++++ Material supplied

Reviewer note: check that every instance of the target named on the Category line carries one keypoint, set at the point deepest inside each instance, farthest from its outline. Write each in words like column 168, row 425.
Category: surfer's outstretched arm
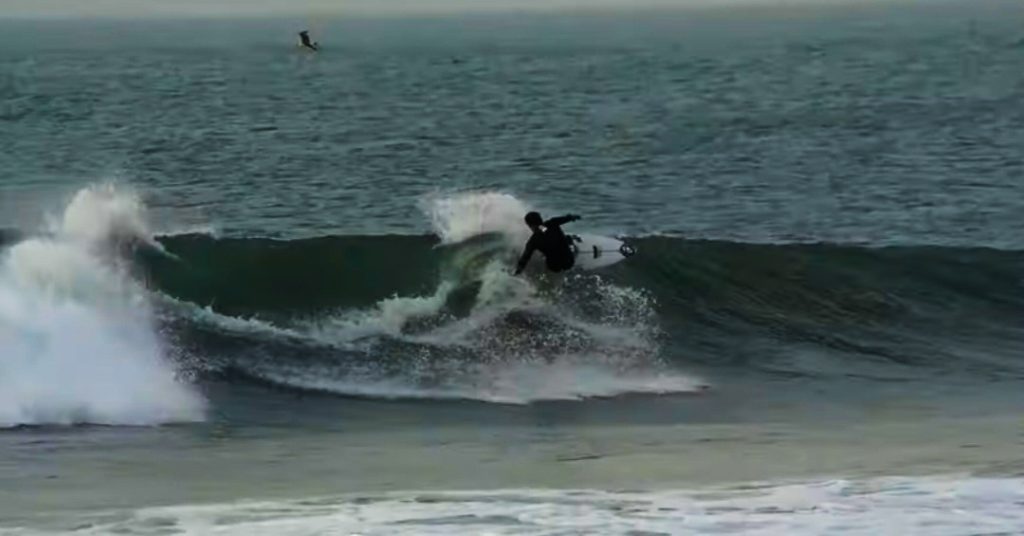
column 560, row 220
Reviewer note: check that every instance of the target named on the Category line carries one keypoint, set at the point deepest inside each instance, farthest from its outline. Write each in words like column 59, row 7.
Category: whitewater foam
column 77, row 335
column 937, row 505
column 460, row 217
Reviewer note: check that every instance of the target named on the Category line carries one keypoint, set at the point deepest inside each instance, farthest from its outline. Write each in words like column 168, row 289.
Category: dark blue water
column 298, row 263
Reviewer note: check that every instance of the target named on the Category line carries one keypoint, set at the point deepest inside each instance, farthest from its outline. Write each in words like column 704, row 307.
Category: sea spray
column 459, row 217
column 77, row 339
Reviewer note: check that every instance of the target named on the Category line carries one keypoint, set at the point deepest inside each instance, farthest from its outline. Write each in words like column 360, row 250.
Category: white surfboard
column 595, row 251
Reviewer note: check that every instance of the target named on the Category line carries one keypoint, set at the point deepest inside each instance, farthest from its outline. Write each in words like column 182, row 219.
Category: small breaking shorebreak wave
column 868, row 506
column 440, row 317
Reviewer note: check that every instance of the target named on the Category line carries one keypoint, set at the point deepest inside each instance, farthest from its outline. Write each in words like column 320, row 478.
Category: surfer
column 304, row 39
column 550, row 240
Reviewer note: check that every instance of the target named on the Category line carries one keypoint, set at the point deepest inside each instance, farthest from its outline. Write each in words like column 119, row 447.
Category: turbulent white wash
column 939, row 506
column 77, row 342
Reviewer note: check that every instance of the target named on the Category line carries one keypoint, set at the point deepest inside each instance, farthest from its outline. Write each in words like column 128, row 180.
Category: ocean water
column 245, row 289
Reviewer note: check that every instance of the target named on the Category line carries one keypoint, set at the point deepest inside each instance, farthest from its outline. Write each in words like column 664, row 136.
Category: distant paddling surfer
column 550, row 240
column 304, row 39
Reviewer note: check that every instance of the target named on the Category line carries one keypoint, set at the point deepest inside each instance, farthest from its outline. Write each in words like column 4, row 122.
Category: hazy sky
column 305, row 7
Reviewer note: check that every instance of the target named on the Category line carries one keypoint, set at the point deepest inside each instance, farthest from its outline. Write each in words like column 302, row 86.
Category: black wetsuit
column 553, row 243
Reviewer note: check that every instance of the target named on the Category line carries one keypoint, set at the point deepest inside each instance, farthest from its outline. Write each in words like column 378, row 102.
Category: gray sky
column 76, row 8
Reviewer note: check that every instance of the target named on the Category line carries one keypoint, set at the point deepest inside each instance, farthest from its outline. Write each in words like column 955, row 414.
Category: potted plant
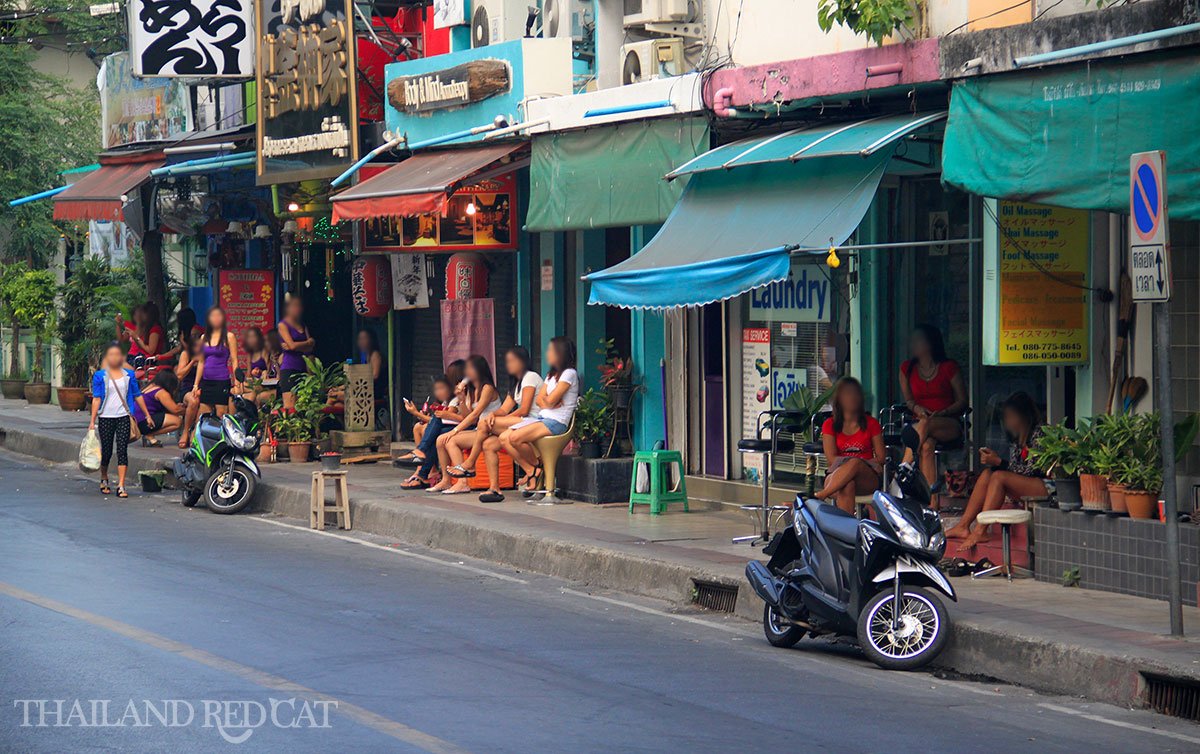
column 31, row 300
column 1062, row 453
column 13, row 383
column 616, row 373
column 83, row 330
column 593, row 419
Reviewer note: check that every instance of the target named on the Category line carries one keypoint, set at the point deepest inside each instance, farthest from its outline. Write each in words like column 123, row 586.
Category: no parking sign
column 1150, row 259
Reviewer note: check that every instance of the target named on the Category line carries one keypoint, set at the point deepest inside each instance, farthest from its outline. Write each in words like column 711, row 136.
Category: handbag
column 135, row 432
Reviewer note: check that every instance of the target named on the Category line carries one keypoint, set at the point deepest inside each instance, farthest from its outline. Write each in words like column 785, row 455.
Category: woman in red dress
column 853, row 447
column 934, row 392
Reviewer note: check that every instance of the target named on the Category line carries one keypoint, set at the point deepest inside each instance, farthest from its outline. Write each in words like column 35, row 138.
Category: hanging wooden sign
column 457, row 87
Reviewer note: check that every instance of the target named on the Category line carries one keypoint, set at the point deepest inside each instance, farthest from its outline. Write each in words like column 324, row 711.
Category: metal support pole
column 1170, row 501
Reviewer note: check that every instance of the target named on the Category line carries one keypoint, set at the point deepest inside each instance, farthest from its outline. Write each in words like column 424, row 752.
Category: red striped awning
column 97, row 195
column 420, row 185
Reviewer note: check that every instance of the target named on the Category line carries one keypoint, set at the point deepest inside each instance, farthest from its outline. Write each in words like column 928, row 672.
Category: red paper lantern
column 371, row 286
column 467, row 276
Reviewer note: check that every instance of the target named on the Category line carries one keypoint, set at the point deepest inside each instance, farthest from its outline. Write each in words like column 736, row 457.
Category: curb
column 975, row 650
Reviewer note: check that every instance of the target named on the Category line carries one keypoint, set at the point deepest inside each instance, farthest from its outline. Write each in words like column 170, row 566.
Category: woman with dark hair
column 556, row 401
column 517, row 405
column 934, row 392
column 853, row 447
column 114, row 392
column 162, row 413
column 1012, row 479
column 217, row 365
column 483, row 401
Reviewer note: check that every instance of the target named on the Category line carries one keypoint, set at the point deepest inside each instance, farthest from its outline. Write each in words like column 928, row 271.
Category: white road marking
column 418, row 556
column 1098, row 718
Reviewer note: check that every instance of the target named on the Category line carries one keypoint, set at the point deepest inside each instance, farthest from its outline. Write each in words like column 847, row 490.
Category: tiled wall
column 1113, row 554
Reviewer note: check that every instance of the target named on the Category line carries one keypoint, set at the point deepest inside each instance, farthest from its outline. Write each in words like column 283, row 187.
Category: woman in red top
column 853, row 447
column 934, row 392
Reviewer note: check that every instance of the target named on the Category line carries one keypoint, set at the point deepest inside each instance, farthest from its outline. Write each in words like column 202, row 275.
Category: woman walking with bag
column 113, row 388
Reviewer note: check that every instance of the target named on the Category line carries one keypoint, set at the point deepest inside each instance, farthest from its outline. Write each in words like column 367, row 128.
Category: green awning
column 861, row 138
column 1063, row 135
column 610, row 175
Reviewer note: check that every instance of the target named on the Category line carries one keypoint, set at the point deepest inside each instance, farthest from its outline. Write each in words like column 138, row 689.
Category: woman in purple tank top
column 217, row 365
column 297, row 343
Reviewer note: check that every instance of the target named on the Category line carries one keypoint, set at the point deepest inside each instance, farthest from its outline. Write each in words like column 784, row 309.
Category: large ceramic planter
column 73, row 399
column 298, row 453
column 1116, row 497
column 1067, row 492
column 13, row 389
column 1141, row 504
column 37, row 393
column 1093, row 491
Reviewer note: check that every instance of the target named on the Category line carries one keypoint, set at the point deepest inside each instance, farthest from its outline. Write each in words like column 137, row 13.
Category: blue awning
column 749, row 204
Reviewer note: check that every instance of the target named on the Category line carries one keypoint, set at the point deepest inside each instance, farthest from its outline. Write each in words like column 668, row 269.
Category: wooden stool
column 321, row 507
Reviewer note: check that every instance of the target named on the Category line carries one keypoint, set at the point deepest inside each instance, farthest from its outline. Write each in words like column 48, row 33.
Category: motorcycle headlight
column 235, row 436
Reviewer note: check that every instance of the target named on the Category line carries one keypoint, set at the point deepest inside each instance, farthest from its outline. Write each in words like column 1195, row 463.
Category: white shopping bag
column 89, row 452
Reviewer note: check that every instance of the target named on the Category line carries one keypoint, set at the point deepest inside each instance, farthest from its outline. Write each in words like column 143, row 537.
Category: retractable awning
column 749, row 204
column 420, row 185
column 102, row 193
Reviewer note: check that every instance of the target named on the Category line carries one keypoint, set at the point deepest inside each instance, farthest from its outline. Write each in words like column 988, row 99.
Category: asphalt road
column 291, row 640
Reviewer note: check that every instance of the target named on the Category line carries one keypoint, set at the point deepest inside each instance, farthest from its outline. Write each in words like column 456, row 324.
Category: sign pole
column 1170, row 501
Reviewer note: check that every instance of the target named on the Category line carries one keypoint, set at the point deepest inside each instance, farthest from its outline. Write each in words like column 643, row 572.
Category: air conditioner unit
column 641, row 12
column 643, row 61
column 565, row 18
column 497, row 21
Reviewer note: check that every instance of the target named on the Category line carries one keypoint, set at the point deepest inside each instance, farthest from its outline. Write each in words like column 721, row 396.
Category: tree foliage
column 876, row 19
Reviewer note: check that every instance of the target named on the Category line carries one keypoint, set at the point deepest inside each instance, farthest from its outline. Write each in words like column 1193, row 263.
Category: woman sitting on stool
column 1001, row 479
column 853, row 447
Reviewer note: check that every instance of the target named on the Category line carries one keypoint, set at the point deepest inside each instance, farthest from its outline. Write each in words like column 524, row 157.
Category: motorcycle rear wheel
column 924, row 629
column 235, row 497
column 780, row 633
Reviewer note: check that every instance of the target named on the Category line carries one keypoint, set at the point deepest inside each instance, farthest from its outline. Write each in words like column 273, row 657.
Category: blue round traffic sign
column 1146, row 203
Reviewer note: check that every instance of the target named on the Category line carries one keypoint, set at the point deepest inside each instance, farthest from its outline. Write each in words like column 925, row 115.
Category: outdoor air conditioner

++++++++

-- Challenge --
Reproduce the records word for word from their beginning up to and including the line containing "column 560, row 220". Omit any pictures from your copy.

-- Reply --
Reviewer note: check that every instance of the target named on the Category line carries one keypoint, set at the point deepest inside each instance, farthest from its outline. Write each in words like column 168, row 425.
Category: surfer's outstretched arm
column 560, row 220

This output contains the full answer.